▶ _WORK REQUIRED_
Report every line in the records below that contains the string "over", matching case exactly.

▶ _DATASET RECORDS_
========================================

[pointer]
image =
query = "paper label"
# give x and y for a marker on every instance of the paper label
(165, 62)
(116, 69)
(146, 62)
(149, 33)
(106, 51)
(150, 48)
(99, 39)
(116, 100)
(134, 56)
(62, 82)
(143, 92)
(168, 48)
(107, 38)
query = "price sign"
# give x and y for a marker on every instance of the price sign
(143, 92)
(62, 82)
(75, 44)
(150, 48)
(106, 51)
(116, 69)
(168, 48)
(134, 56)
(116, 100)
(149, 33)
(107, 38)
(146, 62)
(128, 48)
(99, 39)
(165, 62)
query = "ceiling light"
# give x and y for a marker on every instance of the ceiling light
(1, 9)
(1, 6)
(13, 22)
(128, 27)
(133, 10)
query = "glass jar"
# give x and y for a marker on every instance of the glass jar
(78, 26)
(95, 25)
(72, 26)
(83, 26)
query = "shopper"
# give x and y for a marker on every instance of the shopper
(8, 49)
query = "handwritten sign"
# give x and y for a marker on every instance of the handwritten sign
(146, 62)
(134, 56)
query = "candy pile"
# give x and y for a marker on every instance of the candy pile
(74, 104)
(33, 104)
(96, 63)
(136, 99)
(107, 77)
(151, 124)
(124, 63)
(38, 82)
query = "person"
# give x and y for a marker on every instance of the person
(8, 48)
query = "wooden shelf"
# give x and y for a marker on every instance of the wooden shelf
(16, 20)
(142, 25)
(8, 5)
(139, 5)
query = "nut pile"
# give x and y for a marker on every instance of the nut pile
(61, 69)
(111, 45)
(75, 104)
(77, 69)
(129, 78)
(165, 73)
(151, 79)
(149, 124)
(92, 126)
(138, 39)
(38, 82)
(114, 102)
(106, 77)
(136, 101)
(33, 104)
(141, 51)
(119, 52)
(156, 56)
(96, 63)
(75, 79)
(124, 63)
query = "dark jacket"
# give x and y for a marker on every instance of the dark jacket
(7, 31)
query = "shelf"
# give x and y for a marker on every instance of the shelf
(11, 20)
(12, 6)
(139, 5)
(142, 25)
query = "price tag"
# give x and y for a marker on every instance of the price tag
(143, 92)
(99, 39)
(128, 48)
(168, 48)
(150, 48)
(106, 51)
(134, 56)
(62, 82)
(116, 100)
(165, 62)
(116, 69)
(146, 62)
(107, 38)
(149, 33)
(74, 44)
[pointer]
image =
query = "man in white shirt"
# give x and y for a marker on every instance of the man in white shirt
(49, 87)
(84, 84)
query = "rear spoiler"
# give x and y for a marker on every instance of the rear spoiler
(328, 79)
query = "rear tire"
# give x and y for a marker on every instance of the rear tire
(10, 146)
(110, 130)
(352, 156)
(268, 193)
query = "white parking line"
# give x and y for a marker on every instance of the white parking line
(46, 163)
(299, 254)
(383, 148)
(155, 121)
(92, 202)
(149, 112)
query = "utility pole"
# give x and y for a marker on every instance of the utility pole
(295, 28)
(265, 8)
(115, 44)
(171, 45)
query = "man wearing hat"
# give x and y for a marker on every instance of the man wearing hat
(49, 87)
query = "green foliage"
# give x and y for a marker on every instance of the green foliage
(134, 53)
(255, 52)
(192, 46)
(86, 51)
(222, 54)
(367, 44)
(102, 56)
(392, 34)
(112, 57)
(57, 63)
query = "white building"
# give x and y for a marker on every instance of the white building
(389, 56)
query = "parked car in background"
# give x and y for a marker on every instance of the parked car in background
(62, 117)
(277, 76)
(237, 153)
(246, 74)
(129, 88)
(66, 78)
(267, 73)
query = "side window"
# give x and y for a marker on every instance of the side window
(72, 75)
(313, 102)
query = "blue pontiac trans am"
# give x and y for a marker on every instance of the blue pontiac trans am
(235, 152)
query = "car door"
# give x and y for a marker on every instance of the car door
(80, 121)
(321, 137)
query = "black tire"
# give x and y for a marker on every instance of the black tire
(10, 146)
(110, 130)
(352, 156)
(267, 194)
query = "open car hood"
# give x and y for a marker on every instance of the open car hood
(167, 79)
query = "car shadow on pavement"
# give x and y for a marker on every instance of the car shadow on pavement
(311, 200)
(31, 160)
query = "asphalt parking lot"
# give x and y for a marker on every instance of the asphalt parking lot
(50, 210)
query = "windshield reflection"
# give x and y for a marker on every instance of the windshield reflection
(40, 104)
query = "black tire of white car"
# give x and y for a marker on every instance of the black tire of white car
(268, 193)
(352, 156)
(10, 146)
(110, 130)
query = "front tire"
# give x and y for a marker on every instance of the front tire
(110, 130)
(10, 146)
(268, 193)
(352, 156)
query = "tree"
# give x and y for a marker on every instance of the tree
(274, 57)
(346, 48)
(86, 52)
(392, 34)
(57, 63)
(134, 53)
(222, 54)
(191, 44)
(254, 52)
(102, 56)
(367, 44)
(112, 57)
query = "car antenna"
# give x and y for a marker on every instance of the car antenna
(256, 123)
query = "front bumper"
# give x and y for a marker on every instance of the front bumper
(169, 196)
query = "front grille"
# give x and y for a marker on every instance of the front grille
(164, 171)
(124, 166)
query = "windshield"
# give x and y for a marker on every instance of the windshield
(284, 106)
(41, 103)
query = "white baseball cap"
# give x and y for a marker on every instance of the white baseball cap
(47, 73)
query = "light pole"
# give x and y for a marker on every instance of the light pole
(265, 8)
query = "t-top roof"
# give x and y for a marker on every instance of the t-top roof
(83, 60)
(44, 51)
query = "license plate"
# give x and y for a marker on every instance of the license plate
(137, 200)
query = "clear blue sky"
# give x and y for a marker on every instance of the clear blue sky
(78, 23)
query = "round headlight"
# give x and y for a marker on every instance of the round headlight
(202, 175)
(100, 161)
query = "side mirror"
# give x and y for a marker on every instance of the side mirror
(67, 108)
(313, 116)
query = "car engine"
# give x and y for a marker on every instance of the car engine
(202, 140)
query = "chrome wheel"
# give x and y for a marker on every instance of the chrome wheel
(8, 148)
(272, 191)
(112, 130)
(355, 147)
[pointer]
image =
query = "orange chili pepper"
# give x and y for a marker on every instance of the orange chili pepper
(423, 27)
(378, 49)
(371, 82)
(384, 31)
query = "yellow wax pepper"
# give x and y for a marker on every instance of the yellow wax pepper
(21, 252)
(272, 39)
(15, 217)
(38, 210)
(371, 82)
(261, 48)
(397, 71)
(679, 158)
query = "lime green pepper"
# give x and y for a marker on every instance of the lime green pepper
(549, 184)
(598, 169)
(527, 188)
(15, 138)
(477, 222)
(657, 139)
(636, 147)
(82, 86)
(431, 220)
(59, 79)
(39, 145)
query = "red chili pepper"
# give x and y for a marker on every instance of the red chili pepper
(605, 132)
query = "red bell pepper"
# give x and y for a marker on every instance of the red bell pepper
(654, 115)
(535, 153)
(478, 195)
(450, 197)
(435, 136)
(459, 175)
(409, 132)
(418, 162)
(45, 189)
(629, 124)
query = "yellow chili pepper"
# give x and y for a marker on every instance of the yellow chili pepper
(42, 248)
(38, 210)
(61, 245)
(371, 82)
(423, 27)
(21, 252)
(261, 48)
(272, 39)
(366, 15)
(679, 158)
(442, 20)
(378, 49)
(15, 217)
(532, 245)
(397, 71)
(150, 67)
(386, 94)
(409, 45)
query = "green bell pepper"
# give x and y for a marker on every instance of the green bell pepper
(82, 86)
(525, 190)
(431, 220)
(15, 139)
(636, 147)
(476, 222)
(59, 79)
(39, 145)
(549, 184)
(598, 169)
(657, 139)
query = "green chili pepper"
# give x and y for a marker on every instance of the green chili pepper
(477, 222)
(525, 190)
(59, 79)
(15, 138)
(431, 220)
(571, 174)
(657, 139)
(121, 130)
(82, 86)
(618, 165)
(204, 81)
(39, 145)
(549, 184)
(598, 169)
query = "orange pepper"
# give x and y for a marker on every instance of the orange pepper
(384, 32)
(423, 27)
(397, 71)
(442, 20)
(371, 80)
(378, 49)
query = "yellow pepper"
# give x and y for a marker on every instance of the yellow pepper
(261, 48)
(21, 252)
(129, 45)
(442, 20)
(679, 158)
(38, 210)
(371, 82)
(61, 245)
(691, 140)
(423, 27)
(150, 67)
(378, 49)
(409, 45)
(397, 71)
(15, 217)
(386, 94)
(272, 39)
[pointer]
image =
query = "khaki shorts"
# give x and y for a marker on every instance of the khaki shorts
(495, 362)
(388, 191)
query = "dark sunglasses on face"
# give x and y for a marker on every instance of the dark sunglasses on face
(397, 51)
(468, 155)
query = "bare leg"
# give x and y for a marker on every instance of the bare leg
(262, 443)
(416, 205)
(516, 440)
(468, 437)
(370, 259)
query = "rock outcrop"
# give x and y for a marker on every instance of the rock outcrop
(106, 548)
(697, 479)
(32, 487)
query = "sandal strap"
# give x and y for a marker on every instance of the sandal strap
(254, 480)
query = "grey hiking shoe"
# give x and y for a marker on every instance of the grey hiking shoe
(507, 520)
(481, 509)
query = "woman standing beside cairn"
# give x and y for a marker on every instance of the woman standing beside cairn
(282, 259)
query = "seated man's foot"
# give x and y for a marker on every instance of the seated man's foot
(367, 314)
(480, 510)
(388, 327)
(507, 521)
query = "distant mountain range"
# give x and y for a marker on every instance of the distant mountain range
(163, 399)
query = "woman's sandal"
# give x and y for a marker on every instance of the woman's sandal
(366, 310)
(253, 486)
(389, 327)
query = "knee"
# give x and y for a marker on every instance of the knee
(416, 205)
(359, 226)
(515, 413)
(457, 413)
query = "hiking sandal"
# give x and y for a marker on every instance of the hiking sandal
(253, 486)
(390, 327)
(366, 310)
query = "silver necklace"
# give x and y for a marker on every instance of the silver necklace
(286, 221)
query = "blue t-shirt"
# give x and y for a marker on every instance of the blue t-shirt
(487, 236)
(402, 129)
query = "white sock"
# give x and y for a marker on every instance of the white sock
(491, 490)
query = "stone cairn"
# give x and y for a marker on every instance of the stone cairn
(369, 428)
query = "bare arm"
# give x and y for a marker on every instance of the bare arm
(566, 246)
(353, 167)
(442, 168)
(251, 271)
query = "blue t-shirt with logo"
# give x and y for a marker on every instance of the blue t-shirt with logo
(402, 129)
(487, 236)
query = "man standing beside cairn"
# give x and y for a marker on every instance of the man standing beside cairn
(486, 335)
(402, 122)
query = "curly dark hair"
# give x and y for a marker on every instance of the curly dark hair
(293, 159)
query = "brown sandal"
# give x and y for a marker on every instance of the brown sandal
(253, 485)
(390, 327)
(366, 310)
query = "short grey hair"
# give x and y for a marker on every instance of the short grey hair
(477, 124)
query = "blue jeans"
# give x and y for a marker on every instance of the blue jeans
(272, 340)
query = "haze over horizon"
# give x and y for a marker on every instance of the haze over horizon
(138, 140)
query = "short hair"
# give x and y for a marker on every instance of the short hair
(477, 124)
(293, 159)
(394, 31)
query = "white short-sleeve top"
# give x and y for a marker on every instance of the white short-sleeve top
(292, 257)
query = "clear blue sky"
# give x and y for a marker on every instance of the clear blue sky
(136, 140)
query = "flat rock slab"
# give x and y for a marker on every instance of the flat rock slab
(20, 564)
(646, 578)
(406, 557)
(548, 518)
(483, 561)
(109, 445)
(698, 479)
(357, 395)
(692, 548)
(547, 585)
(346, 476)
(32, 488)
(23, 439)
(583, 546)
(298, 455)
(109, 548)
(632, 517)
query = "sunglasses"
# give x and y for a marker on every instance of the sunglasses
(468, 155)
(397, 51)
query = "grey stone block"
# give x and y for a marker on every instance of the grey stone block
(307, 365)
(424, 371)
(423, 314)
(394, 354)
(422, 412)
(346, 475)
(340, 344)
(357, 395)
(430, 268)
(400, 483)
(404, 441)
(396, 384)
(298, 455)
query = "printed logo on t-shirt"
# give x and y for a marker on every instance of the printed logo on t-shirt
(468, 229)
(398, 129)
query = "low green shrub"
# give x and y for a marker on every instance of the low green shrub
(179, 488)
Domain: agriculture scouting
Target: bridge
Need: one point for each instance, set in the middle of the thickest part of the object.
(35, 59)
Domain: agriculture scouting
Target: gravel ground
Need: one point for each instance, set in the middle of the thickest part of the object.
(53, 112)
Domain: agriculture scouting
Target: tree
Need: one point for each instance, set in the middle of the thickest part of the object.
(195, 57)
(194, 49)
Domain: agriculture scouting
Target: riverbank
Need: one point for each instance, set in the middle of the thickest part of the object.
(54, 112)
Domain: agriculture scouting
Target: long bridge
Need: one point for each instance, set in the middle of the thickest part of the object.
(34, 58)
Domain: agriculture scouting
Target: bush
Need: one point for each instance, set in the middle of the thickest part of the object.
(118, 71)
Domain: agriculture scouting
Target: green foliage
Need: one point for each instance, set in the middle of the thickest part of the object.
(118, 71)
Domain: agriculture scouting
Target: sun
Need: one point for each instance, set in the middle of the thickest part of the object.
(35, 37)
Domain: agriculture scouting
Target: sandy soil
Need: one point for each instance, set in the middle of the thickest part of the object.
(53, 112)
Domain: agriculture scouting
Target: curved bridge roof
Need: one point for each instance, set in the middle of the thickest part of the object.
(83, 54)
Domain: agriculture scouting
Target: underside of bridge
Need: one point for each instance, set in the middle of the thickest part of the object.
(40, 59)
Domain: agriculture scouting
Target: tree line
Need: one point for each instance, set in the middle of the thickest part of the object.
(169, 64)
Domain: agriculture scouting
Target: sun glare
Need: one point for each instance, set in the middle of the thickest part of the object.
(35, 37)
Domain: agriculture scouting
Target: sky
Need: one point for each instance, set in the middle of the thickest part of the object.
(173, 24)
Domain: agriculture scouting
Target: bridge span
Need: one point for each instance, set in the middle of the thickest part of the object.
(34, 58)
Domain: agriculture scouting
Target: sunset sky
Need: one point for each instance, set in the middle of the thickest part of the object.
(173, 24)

========================================

▶ _TASK RESULT_
query = "haze over horizon"
# give x and y for a marker on every instance of the haze over horizon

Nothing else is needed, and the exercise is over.